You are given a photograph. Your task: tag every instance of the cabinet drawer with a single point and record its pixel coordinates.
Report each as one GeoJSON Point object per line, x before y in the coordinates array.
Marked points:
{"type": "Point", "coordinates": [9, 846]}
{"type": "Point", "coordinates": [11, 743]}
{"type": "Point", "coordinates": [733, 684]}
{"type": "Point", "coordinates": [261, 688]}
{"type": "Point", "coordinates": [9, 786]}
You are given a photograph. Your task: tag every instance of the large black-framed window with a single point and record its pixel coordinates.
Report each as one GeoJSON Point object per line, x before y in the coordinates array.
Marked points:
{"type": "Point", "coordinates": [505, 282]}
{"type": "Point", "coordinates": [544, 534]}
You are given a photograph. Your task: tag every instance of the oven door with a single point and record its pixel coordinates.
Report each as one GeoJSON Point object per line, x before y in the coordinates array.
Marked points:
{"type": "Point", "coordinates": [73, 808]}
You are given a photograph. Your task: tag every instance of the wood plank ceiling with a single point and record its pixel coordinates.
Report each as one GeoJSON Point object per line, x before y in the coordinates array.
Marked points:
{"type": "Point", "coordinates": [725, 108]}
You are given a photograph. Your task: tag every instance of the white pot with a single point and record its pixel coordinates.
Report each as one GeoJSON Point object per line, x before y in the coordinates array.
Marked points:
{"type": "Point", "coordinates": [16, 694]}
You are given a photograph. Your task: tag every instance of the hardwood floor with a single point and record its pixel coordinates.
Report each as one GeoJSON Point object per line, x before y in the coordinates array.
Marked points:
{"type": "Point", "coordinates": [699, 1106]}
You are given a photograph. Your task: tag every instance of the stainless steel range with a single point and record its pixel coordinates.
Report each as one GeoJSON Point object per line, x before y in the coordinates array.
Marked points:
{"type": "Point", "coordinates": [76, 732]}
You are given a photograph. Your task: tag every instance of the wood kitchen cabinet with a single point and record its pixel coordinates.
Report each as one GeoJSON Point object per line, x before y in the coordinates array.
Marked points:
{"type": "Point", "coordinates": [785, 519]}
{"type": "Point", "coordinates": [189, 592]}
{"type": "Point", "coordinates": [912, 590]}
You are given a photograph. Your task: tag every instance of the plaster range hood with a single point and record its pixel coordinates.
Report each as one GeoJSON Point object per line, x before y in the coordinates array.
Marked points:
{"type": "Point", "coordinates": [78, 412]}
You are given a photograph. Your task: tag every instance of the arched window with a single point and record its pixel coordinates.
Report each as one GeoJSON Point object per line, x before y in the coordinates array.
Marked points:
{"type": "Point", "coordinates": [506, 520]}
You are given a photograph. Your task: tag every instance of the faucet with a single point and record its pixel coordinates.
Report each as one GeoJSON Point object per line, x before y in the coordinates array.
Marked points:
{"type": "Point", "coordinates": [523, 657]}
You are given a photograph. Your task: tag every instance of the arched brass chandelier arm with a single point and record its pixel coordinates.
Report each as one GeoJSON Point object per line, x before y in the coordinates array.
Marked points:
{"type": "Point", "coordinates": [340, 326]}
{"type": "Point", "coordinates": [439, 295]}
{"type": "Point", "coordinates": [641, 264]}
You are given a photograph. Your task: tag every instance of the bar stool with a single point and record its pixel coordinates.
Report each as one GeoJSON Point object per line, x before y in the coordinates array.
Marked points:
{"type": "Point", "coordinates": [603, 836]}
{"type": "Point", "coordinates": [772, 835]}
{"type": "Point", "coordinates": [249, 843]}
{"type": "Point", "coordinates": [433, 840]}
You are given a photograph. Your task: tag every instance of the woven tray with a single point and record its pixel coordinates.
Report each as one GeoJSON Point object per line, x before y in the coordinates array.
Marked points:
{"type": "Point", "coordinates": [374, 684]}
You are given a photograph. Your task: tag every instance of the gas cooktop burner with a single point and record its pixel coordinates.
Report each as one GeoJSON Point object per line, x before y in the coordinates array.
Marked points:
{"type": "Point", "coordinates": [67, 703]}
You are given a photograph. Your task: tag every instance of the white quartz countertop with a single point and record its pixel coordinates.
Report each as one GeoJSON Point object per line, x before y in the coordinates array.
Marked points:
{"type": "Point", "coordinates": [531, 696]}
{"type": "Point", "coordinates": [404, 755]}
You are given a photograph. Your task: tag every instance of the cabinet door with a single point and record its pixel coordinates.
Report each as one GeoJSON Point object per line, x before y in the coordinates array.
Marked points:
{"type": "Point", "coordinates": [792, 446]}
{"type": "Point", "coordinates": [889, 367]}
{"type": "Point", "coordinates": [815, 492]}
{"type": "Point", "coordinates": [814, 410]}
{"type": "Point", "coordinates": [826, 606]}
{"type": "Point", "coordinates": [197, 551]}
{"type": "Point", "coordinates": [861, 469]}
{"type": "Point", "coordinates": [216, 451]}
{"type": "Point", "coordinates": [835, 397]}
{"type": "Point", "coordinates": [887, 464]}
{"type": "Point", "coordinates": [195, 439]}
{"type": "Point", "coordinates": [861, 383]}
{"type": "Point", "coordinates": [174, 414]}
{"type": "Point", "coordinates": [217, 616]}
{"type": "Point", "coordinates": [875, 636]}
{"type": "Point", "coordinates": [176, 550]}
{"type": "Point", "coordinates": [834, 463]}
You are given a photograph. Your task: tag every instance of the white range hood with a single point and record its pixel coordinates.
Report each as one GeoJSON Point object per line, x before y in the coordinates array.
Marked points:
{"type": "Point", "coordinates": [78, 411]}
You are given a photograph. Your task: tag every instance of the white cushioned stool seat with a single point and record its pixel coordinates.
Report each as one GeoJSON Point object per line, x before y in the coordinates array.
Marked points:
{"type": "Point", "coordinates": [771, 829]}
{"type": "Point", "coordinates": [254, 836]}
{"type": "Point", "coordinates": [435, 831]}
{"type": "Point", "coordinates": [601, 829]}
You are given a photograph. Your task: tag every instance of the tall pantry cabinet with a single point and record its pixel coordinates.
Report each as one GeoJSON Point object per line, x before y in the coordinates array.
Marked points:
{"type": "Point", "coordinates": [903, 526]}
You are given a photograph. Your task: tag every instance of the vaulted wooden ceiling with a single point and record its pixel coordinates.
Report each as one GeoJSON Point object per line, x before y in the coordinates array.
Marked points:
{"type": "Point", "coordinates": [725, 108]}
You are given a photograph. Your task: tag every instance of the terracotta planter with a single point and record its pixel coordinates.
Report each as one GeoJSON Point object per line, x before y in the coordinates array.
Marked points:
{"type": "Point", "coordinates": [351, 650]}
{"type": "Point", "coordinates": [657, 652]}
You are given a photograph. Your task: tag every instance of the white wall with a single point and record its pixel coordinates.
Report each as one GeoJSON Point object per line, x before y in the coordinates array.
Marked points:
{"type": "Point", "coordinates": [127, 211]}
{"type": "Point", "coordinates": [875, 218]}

● **What is being asked**
Return the material in full, exactly as shown.

● **Correct answer**
You are given a photograph. Your task: tag every instance of the cabinet drawer with a single point and record its pixel coordinates.
Report each as one GeoJSON Point object per line, x before y in the coordinates array.
Marked points:
{"type": "Point", "coordinates": [9, 846]}
{"type": "Point", "coordinates": [11, 743]}
{"type": "Point", "coordinates": [733, 684]}
{"type": "Point", "coordinates": [261, 688]}
{"type": "Point", "coordinates": [9, 786]}
You are given a photograph. Your task: tag every instance of the large black-framed window with a single point and record its pixel coordinates.
Report each as one GeoJSON Point object per line, x before y in the coordinates array.
Marked points:
{"type": "Point", "coordinates": [505, 282]}
{"type": "Point", "coordinates": [544, 534]}
You are given a photograph. Your task: tag every instance of the oven door with a single point and record its pixel coordinates.
Report each as one GeoJSON Point object per line, x before y in the coordinates array.
Marked points:
{"type": "Point", "coordinates": [73, 808]}
You are given a photograph. Your task: tag every instance of the wood plank ceiling with a single point and record its pixel coordinates.
Report each as one GeoJSON Point object per line, x before y in the coordinates array.
Marked points:
{"type": "Point", "coordinates": [725, 108]}
You are given a photograph. Your task: tag every instance of the white pot with a single point and record its pixel coordinates.
Report each as one GeoJSON Point object per line, x before y in the coordinates array.
Marked points:
{"type": "Point", "coordinates": [16, 694]}
You are given a photograph. Your task: tag every instance of the hardwood floor with a single point and record its pixel coordinates.
Report each as one GeoJSON Point object per line, x before y in the coordinates array.
Marked points:
{"type": "Point", "coordinates": [699, 1106]}
You are given a photograph. Your task: tag every instance of the stainless steel range with a single point and record its pixel coordinates.
Report each as one GeoJSON Point object per line, x before y in the coordinates array.
Marked points:
{"type": "Point", "coordinates": [76, 732]}
You are given a photograph. Your task: tag every instance of the wood kitchen cabinet with a single point and record its pixel coordinates.
Report each as one GeoJSON Point object per line, x before y in the coordinates array.
Marked points:
{"type": "Point", "coordinates": [785, 519]}
{"type": "Point", "coordinates": [189, 592]}
{"type": "Point", "coordinates": [912, 590]}
You are given a photograph. Your task: tag every instance of the plaster range hood with a single point and record its pixel coordinates.
Report each as one GeoJSON Point object per line, x before y in the coordinates array.
Marked points:
{"type": "Point", "coordinates": [78, 412]}
You are given a photograph. Your task: tag every instance of the arched window with a single point and record its pixel coordinates.
Report each as one GeoJSON Point object per line, x before y in the coordinates array.
Marked points:
{"type": "Point", "coordinates": [506, 520]}
You are given a photograph. Your task: tag every instance of the faucet with a single point and record its pixel coordinates.
Report each as one GeoJSON Point object per line, x before y in the coordinates array.
Marked points:
{"type": "Point", "coordinates": [523, 657]}
You are given a photograph. Your task: tag every instance of the arched brass chandelier arm with a single point and record its pixel coordinates.
Report each as one GeoJSON Point object per line, x before y in the coordinates array.
Marked points:
{"type": "Point", "coordinates": [340, 326]}
{"type": "Point", "coordinates": [439, 295]}
{"type": "Point", "coordinates": [641, 264]}
You are given a photograph. Your task: tag every instance of the bar stool with a single point and record its pixel coordinates.
Report each as one GeoJSON Point object per line, x before y in the coordinates array.
Marked points:
{"type": "Point", "coordinates": [603, 836]}
{"type": "Point", "coordinates": [772, 835]}
{"type": "Point", "coordinates": [249, 843]}
{"type": "Point", "coordinates": [433, 840]}
You are given a photograph. Your task: tag every instance of the woven tray with a single point and record its pixel coordinates.
Report each as one GeoJSON Point object per line, x before y in the coordinates array.
Marked points:
{"type": "Point", "coordinates": [374, 684]}
You are given a photograph. Your task: tag every instance of the gas cooktop burner with a single point and record its pixel coordinates.
Report each as one GeoJSON Point object per line, x before y in the coordinates array.
Marked points:
{"type": "Point", "coordinates": [67, 703]}
You are given a photograph. Your task: tag every instance of the white quartz countertop with a single point and record its pixel coordinates.
Report each as one GeoJSON Point object per line, x before y in the coordinates array.
Marked points:
{"type": "Point", "coordinates": [531, 696]}
{"type": "Point", "coordinates": [404, 755]}
You are given a photograph. Your task: tag every instance of the cabinet door with a single point and record its pixel coordinates.
Report each as one GeoJSON Point object per line, x before y in the coordinates array.
Marked points:
{"type": "Point", "coordinates": [792, 446]}
{"type": "Point", "coordinates": [889, 367]}
{"type": "Point", "coordinates": [815, 492]}
{"type": "Point", "coordinates": [814, 410]}
{"type": "Point", "coordinates": [826, 606]}
{"type": "Point", "coordinates": [197, 551]}
{"type": "Point", "coordinates": [861, 469]}
{"type": "Point", "coordinates": [216, 451]}
{"type": "Point", "coordinates": [835, 397]}
{"type": "Point", "coordinates": [887, 464]}
{"type": "Point", "coordinates": [195, 439]}
{"type": "Point", "coordinates": [861, 383]}
{"type": "Point", "coordinates": [174, 414]}
{"type": "Point", "coordinates": [217, 616]}
{"type": "Point", "coordinates": [875, 636]}
{"type": "Point", "coordinates": [176, 550]}
{"type": "Point", "coordinates": [834, 463]}
You are given a photograph. Your task: tag every instance of the white range hood with a single point and record its pixel coordinates.
Report each as one GeoJSON Point object per line, x before y in the coordinates array.
Marked points:
{"type": "Point", "coordinates": [78, 411]}
You are given a photograph. Your task: tag every instance of the white cushioned stool seat with a single point and record its pixel coordinates.
Report each as one GeoJSON Point object per line, x before y in the coordinates array.
Marked points:
{"type": "Point", "coordinates": [771, 829]}
{"type": "Point", "coordinates": [254, 836]}
{"type": "Point", "coordinates": [435, 831]}
{"type": "Point", "coordinates": [601, 829]}
You are given a photograph. Your task: tag every instance of the tall pantry cabinet with a single point and record its pixel coordinates.
Report each as one GeoJSON Point object per line, x before y in the coordinates array.
Marked points:
{"type": "Point", "coordinates": [903, 526]}
You are given a photograph. Your task: tag every instance of the vaulted wooden ceiling with a single point and record its pixel coordinates.
Report each as one GeoJSON Point object per line, x before y in the coordinates array.
Marked points:
{"type": "Point", "coordinates": [725, 108]}
You are given a photograph. Your task: tag every instance of the terracotta planter with a single point and record its pixel coordinates.
Report each as one GeoJSON Point object per line, x before y in the coordinates array.
Marked points:
{"type": "Point", "coordinates": [351, 650]}
{"type": "Point", "coordinates": [657, 652]}
You are given a photograph. Your task: tag every instance of the white wall with a single point and record its pixel coordinates.
Report each as one GeoJSON Point object per line, x before y in the coordinates array.
Marked points:
{"type": "Point", "coordinates": [127, 211]}
{"type": "Point", "coordinates": [875, 218]}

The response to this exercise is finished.